■ **MATERIALE DA ELABORARE**
^^^^^^^^^^^^^^^^

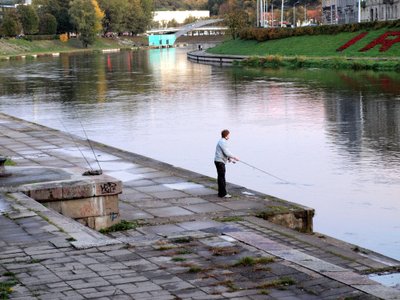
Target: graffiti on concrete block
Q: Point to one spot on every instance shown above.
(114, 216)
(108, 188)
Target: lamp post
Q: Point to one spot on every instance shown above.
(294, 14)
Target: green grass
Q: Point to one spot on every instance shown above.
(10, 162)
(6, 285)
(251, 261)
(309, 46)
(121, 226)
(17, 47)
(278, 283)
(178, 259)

^^^^^^^^^^^^^^^^

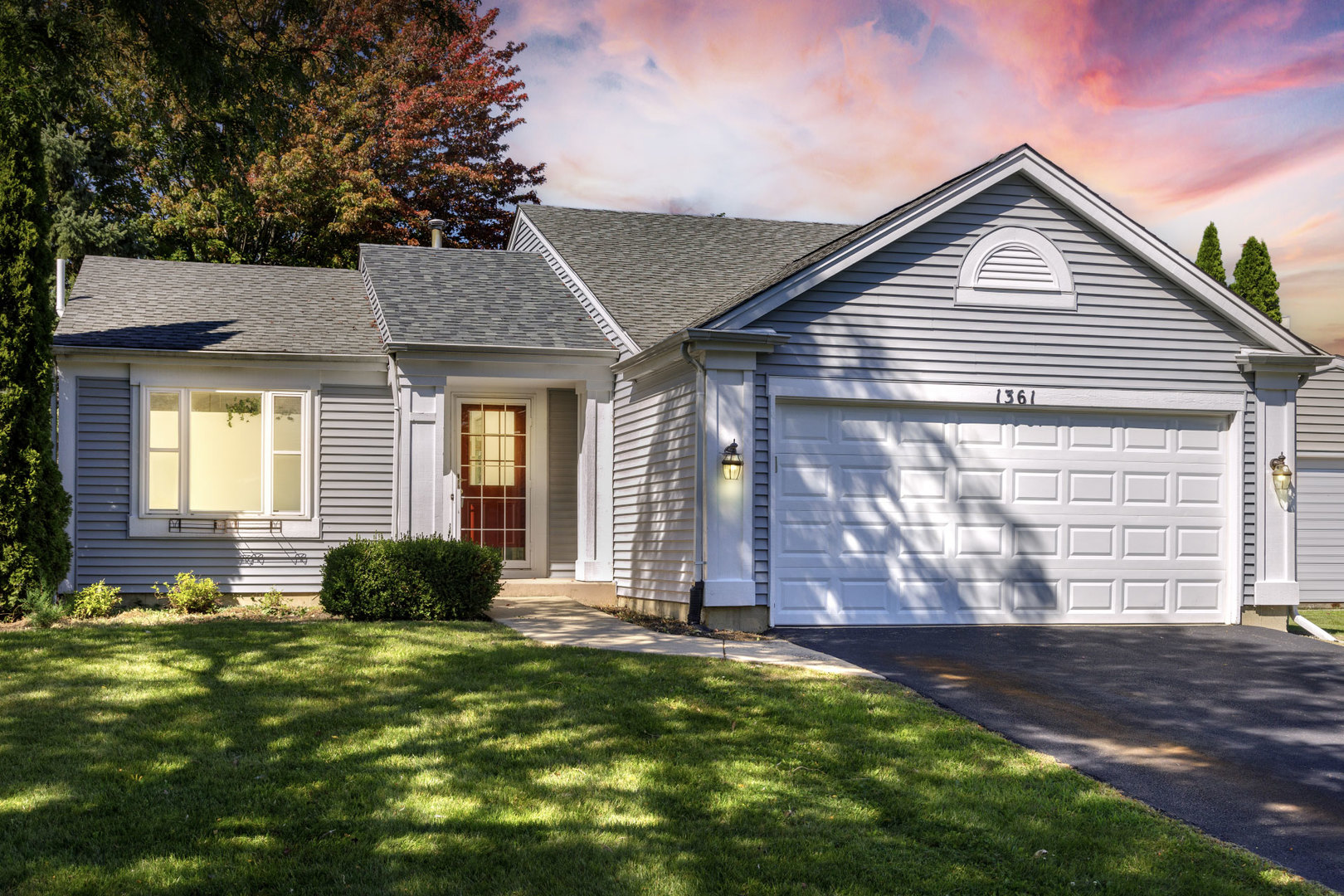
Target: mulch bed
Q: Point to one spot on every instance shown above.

^^^^^^^^^^^^^^^^

■ **OBIETTIVO**
Restituisca ogni riga del materiale in cui compare la stringa "Target".

■ **RISPOSTA**
Target: graffiti on concrete block
Target: lamp post
Target: green grass
Target: mulch bed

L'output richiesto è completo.